O problema maior, contudo, é colocar, num único balaio, todas as empresas envolvidas. A atitude pode até facilitar a propagação de uma única operação de combate aos desvios, com um nome midiático e a utilização de mais de mil agentes da Polícia Federal num único dia, mas é perigosíssima para o país. 

A JBS não teve nenhuma fábrica interditada; a BRF teve uma, que responde por porção ínfima de sua produção. Contra ambas não pesam acusações graves. 

Mesmo assim, mercados internacionais de grande relevância, como União Europeia e China, já anunciaram restrições às exportações de carne brasileira. 

JBS e BRF já perderam bilhões em valor de mercado e, no cenário de crise em que o país se encontra, podem ter de demitir milhares de trabalhadores. A quem interessa a divulgação prematura das investigações? Não ao Brasil, certamente. 

A própria liberação (ilegal) de áudios que levaram a tudo isso evidencia o equívoco. A suposta mistura de papelão com carne de frango pode não passar de discussão informal a respeito da embalagem da carne por parte de funcionário de uma das empresas. O exagero é evidente. 

Não é de hoje que se alerta para os perigos do policial hermeneuta, que interpreta os áudios captados e os leva diretamente, segundo sua própria interpretação, para julgamento numa coletiva de imprensa.

É preciso lembrar que o direito ao devido processo legal tem envergadura constitucional tanto quanto o princípio da publicidade -não pode, portanto, ser mitigado. 


Muitos países tornam pública apenas a decisão dos juízes de última instância, como a Alemanha e os Estados Unidos, pois entendem, desde a década de 1960, que a divulgação ostensiva de um caso afeta o processo.

> **Dados brutos**:
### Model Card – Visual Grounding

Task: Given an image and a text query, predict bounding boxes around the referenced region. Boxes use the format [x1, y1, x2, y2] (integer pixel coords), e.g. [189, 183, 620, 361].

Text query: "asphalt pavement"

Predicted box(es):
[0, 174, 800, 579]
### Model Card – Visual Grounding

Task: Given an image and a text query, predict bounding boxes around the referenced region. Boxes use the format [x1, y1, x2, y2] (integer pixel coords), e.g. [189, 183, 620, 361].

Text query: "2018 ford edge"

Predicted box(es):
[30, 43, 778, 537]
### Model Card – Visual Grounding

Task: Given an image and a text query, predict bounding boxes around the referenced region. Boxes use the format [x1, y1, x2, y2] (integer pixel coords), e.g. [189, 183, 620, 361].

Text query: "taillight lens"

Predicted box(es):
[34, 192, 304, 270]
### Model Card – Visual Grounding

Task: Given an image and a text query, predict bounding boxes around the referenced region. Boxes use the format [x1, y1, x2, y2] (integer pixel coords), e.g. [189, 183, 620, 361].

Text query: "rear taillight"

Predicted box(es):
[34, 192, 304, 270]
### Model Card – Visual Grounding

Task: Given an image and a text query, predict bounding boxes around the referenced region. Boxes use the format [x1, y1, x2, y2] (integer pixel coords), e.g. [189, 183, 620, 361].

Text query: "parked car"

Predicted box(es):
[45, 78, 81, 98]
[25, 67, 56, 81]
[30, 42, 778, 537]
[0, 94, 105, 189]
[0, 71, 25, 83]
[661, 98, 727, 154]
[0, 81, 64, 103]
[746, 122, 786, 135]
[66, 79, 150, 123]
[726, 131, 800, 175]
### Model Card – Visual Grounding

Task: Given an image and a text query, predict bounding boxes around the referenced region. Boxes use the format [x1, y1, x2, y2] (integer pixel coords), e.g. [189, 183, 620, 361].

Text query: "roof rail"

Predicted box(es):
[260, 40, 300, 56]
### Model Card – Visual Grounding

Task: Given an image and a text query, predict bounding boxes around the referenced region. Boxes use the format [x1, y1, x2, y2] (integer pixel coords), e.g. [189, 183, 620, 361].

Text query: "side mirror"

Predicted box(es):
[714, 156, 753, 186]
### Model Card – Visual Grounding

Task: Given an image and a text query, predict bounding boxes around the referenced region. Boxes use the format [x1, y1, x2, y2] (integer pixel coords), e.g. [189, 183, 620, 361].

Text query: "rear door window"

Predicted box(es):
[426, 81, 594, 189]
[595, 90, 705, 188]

> **Enunciado da tarefa**:
Cite, sem alterações, a passagem do texto sobre as investigações envolvendo JBS e BRF entre "É preciso lembrar" e "afeta o processo.", inclusive.

> **Resposta**:
É preciso lembrar que o direito ao devido processo legal tem envergadura constitucional tanto quanto o princípio da publicidade -não pode, portanto, ser mitigado. 


Muitos países tornam pública apenas a decisão dos juízes de última instância, como a Alemanha e os Estados Unidos, pois entendem, desde a década de 1960, que a divulgação ostensiva de um caso afeta o processo.